DO THIS - Render the listing as a Markdown table with the columns Row and Line, starting at the line that contains "For this evaluation, locate the goose's orange" and ending at the last line of the listing. Number each line in Row, put its text in Line, and leave out blank lines.

ENTRIES SHOWN -
[start]

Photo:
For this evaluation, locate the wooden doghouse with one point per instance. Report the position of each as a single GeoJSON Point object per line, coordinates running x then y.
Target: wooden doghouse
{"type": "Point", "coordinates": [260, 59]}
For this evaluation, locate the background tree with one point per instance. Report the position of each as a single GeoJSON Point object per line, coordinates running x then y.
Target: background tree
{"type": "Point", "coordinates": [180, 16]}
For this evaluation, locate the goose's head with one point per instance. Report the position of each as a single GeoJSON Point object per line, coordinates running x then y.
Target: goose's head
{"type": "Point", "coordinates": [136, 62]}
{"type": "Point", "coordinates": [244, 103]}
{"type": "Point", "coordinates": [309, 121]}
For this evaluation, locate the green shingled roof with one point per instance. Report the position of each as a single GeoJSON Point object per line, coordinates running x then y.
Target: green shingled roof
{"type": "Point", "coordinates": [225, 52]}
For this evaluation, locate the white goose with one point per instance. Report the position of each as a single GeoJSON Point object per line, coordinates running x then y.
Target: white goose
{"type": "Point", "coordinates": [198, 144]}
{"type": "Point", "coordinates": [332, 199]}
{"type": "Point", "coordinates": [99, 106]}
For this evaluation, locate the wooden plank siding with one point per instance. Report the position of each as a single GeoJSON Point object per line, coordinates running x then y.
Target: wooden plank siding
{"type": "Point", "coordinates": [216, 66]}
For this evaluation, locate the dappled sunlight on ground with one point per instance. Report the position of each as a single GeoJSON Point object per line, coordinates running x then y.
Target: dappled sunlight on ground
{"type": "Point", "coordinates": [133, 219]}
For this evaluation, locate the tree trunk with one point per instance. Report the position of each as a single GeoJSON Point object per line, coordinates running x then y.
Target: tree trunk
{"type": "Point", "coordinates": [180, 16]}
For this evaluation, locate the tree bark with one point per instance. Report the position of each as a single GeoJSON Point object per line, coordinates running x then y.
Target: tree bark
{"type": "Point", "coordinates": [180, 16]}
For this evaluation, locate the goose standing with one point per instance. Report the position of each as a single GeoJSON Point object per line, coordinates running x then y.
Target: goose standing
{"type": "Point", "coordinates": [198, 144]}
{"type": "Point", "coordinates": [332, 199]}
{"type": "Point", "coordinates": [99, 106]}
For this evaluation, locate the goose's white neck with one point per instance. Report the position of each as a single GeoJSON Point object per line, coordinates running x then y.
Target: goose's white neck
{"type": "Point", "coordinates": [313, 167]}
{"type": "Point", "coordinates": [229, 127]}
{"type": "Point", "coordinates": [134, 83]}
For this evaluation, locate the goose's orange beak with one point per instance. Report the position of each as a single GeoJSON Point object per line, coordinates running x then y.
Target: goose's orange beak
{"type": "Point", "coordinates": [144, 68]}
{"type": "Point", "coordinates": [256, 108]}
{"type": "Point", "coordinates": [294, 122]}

[end]

OUTPUT -
| Row | Line |
|---|---|
| 1 | For this evaluation, locate the goose's orange beak with one point per instance. Report the position of each as a single GeoJSON Point object per line, coordinates running x then y. |
| 2 | Target: goose's orange beak |
| 3 | {"type": "Point", "coordinates": [144, 68]} |
| 4 | {"type": "Point", "coordinates": [256, 108]} |
| 5 | {"type": "Point", "coordinates": [294, 122]} |